*What needs to be done*. In the answer, each entry below appears exactly as given, and no picture appears at all.

*Material for the task*.
---

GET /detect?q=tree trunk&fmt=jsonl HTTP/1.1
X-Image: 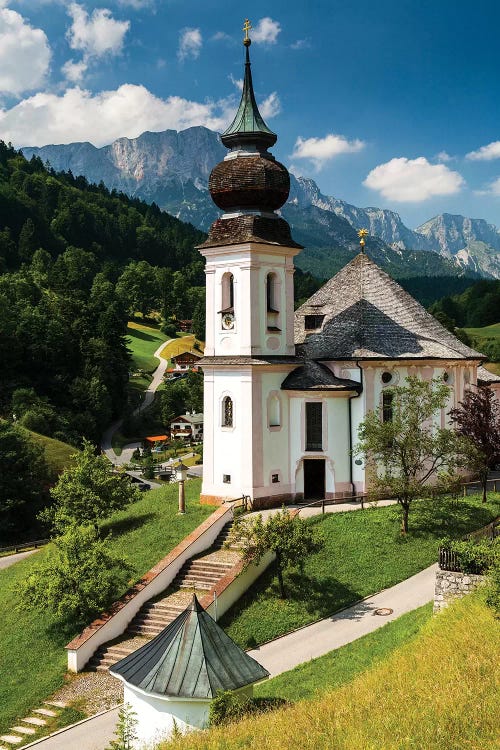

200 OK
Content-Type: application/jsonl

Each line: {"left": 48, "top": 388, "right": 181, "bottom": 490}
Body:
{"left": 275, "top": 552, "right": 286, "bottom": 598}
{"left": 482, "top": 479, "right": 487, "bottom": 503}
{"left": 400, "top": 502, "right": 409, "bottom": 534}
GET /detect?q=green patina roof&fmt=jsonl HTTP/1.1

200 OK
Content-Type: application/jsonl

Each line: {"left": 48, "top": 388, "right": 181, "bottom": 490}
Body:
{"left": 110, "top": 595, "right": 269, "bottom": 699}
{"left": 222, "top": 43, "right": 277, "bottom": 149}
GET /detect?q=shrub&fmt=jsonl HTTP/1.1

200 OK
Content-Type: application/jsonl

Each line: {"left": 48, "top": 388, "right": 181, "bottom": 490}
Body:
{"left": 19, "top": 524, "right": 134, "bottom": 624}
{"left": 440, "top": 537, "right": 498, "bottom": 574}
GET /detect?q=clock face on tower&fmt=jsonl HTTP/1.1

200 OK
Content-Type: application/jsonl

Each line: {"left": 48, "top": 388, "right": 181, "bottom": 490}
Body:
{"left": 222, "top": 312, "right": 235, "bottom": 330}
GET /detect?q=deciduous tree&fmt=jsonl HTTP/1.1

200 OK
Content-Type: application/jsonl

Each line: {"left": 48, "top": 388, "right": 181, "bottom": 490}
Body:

---

*Response box*.
GET /detect?q=tree trunk&fmt=jsonl HTTP/1.1
X-Image: 

200 OK
Content-Type: application/jsonl

Each line: {"left": 48, "top": 388, "right": 181, "bottom": 490}
Body:
{"left": 275, "top": 552, "right": 286, "bottom": 598}
{"left": 482, "top": 479, "right": 487, "bottom": 503}
{"left": 400, "top": 502, "right": 409, "bottom": 534}
GET /detect?q=green patina roof&fmt=jsonl HTTP/1.1

200 OK
Content-Type: application/jsonl

Each line: {"left": 48, "top": 388, "right": 181, "bottom": 490}
Body:
{"left": 110, "top": 595, "right": 269, "bottom": 699}
{"left": 222, "top": 43, "right": 277, "bottom": 149}
GET /detect?q=shrub&fmt=jsonl HTTP/1.1

200 OK
Content-Type: application/jsonl

Each line: {"left": 48, "top": 388, "right": 181, "bottom": 490}
Body:
{"left": 19, "top": 524, "right": 134, "bottom": 624}
{"left": 440, "top": 537, "right": 498, "bottom": 574}
GET /detect?q=clock face on tower&fmt=jsonl HTTP/1.1

200 OK
Content-Type: application/jsonl

Each line: {"left": 48, "top": 388, "right": 181, "bottom": 490}
Body:
{"left": 222, "top": 312, "right": 235, "bottom": 330}
GET /detect?q=deciduous tree&fmt=jsonl HTTP/1.1

200 OK
Content-Type: application/jsonl

Each line: {"left": 48, "top": 388, "right": 181, "bottom": 490}
Body:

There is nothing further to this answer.